▶ **Exercise brief**: Pick out every line below that contains the string "small" and copy each one in full. Case matters, so uppercase and lowercase letters must match.

▶ **Dataset content**:
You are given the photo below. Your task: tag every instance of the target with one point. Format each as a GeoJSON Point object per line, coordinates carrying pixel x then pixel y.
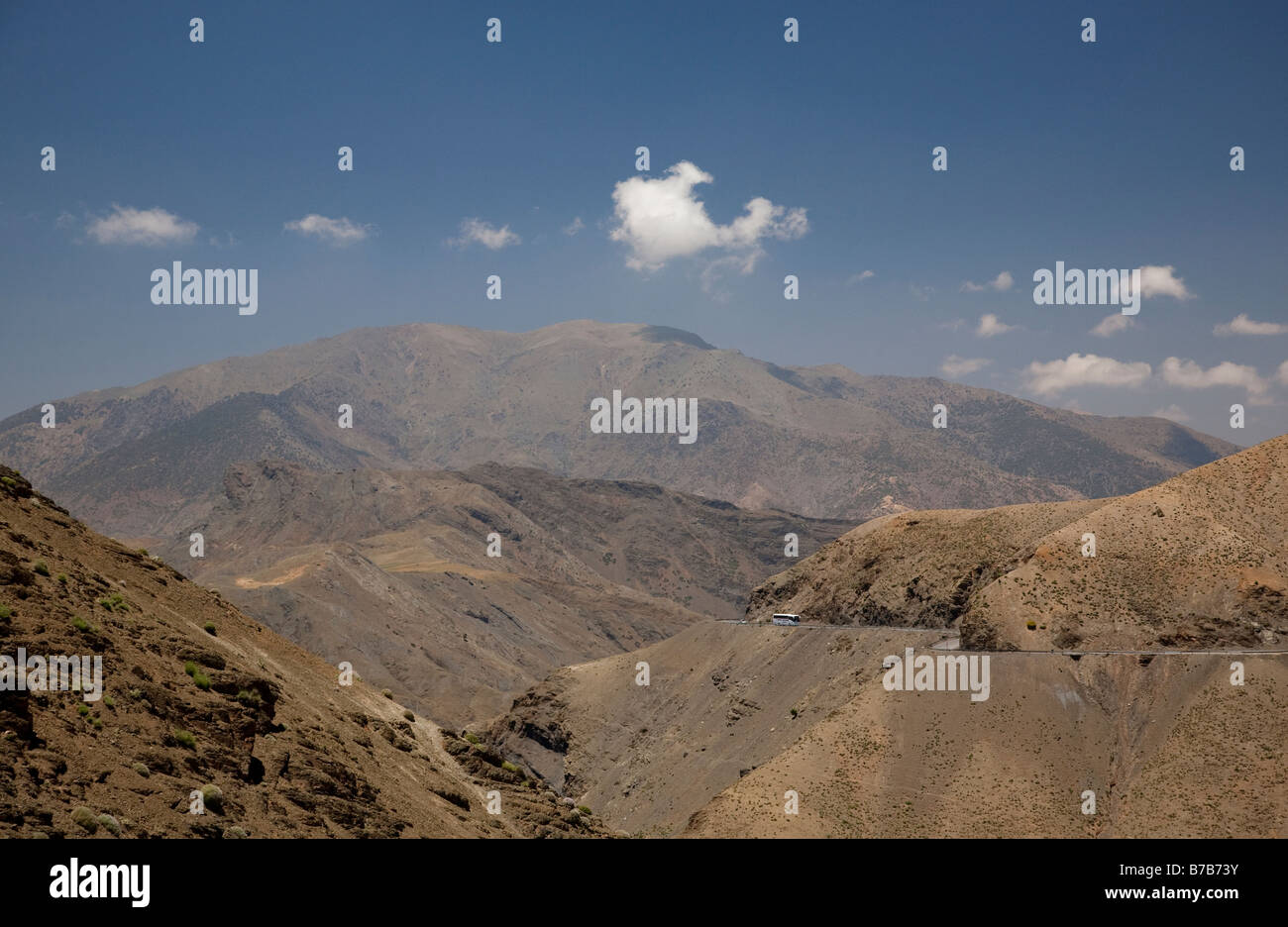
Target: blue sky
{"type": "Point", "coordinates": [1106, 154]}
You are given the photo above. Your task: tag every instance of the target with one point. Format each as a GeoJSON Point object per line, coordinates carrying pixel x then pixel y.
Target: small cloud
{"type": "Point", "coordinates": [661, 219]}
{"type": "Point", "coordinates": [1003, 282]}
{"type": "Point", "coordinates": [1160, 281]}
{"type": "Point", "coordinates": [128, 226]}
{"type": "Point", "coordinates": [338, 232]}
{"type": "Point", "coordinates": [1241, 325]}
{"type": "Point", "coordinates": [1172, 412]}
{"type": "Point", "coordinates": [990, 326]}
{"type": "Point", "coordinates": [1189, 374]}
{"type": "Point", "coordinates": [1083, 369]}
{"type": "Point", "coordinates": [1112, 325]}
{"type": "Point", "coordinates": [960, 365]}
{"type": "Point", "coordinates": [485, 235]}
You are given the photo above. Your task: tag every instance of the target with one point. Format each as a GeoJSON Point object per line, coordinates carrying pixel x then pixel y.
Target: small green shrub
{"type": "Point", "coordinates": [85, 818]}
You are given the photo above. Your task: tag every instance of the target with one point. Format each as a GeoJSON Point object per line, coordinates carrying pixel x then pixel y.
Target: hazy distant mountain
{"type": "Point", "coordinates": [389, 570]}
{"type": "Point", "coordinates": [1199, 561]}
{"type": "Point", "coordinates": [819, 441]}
...
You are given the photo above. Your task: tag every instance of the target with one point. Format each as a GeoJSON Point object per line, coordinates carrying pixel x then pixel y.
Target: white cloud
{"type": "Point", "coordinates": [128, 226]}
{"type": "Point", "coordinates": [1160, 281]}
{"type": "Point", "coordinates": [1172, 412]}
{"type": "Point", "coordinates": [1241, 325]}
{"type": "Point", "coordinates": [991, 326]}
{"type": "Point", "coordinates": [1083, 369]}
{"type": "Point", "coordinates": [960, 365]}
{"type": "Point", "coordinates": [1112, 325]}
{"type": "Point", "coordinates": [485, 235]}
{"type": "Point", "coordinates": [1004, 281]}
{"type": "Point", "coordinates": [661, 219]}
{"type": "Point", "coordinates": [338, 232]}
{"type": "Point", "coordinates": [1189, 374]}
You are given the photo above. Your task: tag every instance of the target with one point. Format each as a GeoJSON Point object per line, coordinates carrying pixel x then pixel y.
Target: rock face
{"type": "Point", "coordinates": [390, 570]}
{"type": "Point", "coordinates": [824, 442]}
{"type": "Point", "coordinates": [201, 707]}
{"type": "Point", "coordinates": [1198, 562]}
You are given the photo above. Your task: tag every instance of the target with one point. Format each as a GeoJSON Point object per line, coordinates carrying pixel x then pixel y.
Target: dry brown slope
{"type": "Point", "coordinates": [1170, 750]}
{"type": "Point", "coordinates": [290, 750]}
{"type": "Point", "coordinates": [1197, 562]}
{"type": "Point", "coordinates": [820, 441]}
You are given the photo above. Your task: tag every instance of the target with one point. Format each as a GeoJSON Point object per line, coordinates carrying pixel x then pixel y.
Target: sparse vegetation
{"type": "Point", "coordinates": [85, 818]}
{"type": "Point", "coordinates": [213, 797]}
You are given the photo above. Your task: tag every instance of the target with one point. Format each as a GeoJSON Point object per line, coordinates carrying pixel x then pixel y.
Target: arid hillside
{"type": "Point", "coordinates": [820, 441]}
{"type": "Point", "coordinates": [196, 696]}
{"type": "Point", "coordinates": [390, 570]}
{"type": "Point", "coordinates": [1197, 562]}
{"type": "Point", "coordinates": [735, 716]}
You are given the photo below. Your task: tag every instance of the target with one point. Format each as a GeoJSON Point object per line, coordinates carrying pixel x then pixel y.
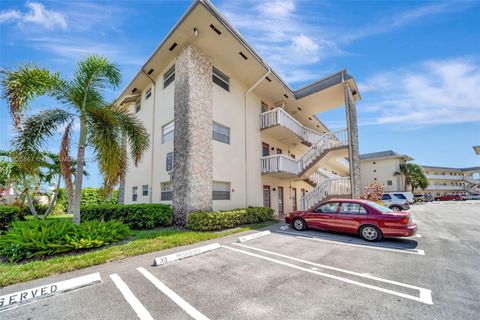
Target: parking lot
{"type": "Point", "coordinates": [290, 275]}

▶ **Task result**:
Target: small cloud
Target: small green shrub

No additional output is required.